(Excerpts of bounding box data)
....

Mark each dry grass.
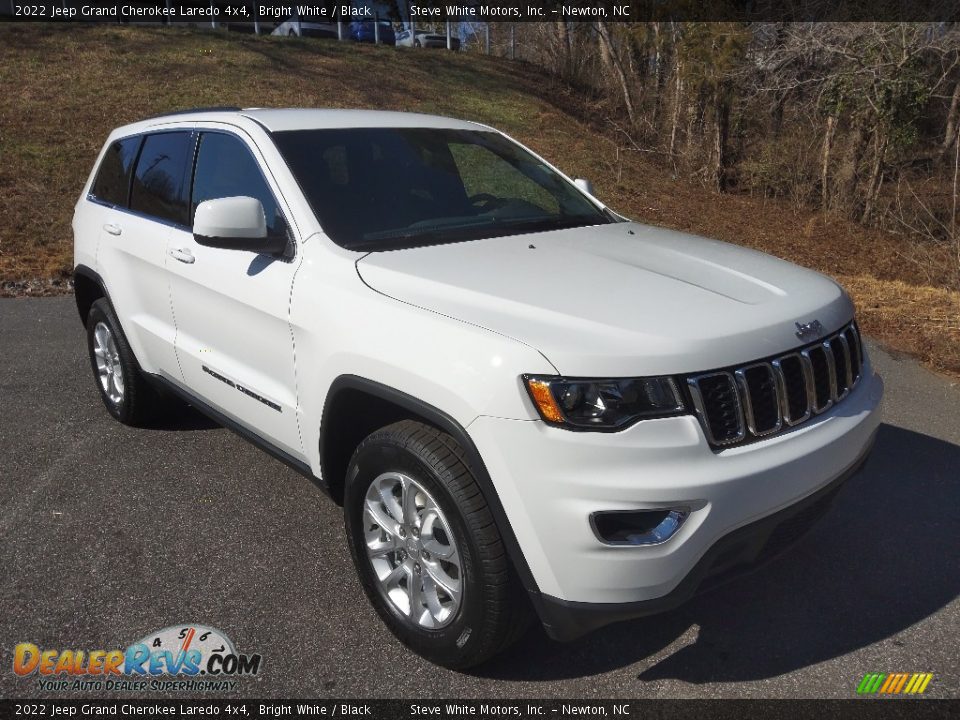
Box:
[0,25,960,375]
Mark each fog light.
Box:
[590,509,689,545]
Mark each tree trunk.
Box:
[860,127,887,224]
[670,58,683,156]
[713,85,730,192]
[820,115,837,212]
[938,82,960,161]
[556,20,573,80]
[835,116,870,217]
[597,20,636,125]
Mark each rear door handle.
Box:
[167,248,197,265]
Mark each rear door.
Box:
[91,131,191,378]
[167,130,303,459]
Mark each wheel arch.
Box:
[319,375,541,615]
[73,265,112,324]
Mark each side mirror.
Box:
[193,196,287,254]
[573,178,593,195]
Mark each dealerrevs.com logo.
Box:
[13,623,262,692]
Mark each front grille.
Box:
[687,323,863,447]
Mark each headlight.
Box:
[523,375,687,430]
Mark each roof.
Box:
[139,108,483,132]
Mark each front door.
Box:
[167,130,304,459]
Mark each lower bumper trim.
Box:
[537,439,873,642]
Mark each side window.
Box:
[190,133,286,235]
[91,136,142,207]
[130,132,190,225]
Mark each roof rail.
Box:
[144,106,243,120]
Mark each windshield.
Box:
[273,128,613,250]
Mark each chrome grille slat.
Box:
[734,363,783,437]
[687,372,746,445]
[687,323,864,447]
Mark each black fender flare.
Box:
[73,264,113,323]
[319,375,543,618]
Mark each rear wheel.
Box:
[344,420,529,668]
[87,298,159,425]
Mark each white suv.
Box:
[73,108,883,667]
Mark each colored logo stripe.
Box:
[857,673,933,695]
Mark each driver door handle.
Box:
[167,248,197,265]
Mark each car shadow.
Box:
[147,394,223,432]
[477,424,960,683]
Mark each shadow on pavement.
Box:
[477,424,960,683]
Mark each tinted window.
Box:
[130,132,190,225]
[190,133,286,235]
[92,136,141,207]
[274,128,613,250]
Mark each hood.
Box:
[357,223,853,377]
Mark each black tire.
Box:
[344,420,531,669]
[87,298,160,426]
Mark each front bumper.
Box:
[467,364,883,637]
[538,441,873,642]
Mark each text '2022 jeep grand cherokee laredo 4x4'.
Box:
[73,109,882,667]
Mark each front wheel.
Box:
[87,298,159,425]
[344,420,529,668]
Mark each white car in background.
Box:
[73,108,895,668]
[271,18,346,40]
[397,28,460,50]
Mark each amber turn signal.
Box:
[527,378,563,423]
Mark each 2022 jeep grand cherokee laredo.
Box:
[73,109,883,667]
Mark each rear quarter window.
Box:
[91,135,142,207]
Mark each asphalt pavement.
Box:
[0,297,960,698]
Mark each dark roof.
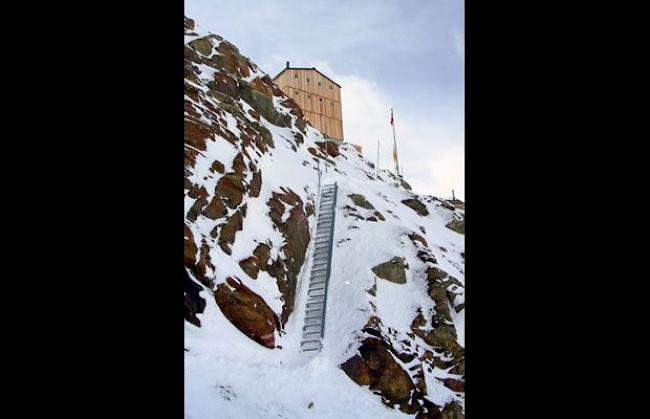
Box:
[273,67,341,88]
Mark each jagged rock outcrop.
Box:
[184,14,465,419]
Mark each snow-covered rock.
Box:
[184,14,465,419]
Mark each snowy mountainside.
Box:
[184,18,464,419]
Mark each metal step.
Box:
[300,183,337,352]
[300,340,323,351]
[302,324,323,336]
[307,289,325,296]
[305,303,325,314]
[305,318,323,326]
[302,330,321,342]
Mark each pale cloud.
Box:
[314,61,465,199]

....

OBJECTIVE
Retype all of the material above line for line, with no changes, but leave out the pictures.

OUTPUT
Mark each dry grass.
Box:
[0,25,960,375]
Mark each fog light.
Box:
[590,509,689,545]
Mark each tree trunk.
Box:
[860,127,887,224]
[670,58,683,156]
[713,85,730,192]
[820,115,837,212]
[938,82,960,161]
[556,20,573,80]
[835,116,870,217]
[597,20,636,125]
Mark each rear door handle.
Box:
[167,248,197,265]
Mark each rear door.
Box:
[91,131,191,378]
[167,130,303,459]
Mark each wheel arch.
Box:
[319,375,541,615]
[73,265,112,324]
Mark each side mirror.
Box:
[193,196,287,254]
[573,178,593,195]
Mark each dealerrevs.com logo.
Box:
[13,623,262,692]
Mark each front grille.
Box:
[687,323,863,447]
Mark each headlight.
Box:
[523,375,687,430]
Mark each roof.
Box:
[139,108,483,132]
Mark each front door.
Box:
[167,130,304,459]
Mark each lower bumper trim.
Box:
[537,439,873,642]
Mark each side window.
Box:
[190,133,286,235]
[91,136,142,207]
[130,132,190,225]
Mark each roof rail.
Box:
[144,106,243,120]
Mark each windshield.
Box:
[273,128,613,250]
Mark each chrome grille slat.
Box:
[734,363,783,437]
[687,372,746,445]
[687,323,864,447]
Mark each black fender flare.
Box:
[73,264,113,323]
[319,375,543,618]
Mark each rear wheel.
Box:
[344,420,529,668]
[87,298,159,425]
Mark each white suv.
Box:
[73,108,883,667]
Mark each colored logo stripe.
Box:
[857,673,933,695]
Mark each driver door handle.
Box:
[167,248,197,265]
Mark each car shadow.
Box:
[147,394,223,432]
[477,424,960,683]
Mark each shadow on pavement.
Box:
[477,424,960,683]
Mark each tinted window.
Box:
[130,132,190,225]
[190,133,286,235]
[92,136,141,207]
[274,128,613,250]
Mark each hood.
Box:
[357,223,853,377]
Mark each black tire.
Box:
[344,420,531,669]
[87,298,160,426]
Mark each front bumper.
Box:
[467,364,883,637]
[538,441,873,642]
Mark each text '2022 jeep grand cherokee laredo 4x4'.
Box:
[73,109,882,667]
Mark each front wheel.
Box:
[87,298,159,425]
[344,420,529,668]
Mark each white car in background.
Box:
[73,108,895,668]
[271,18,346,40]
[397,28,460,50]
Mark each amber turn signal.
Box:
[527,378,563,423]
Mark each 2022 jeep grand cherokee laredo.
Box:
[73,109,883,667]
Mark each rear quarter window.
Box:
[91,135,142,207]
Mark each asphalt pavement.
Box:
[0,297,960,698]
Mark each dark roof.
Box:
[273,67,341,88]
Mark each jagged rock outcrop.
Box:
[184,14,465,419]
Mark each snow-covered rock.
Box:
[184,14,465,419]
Mark each snowy mountainside.
Box:
[184,18,464,419]
Mark each metal step.
Box:
[300,183,337,352]
[300,340,323,351]
[302,324,323,336]
[307,289,325,296]
[305,303,325,314]
[305,318,323,326]
[302,330,321,342]
Mark each pale cloud.
Box:
[314,61,465,199]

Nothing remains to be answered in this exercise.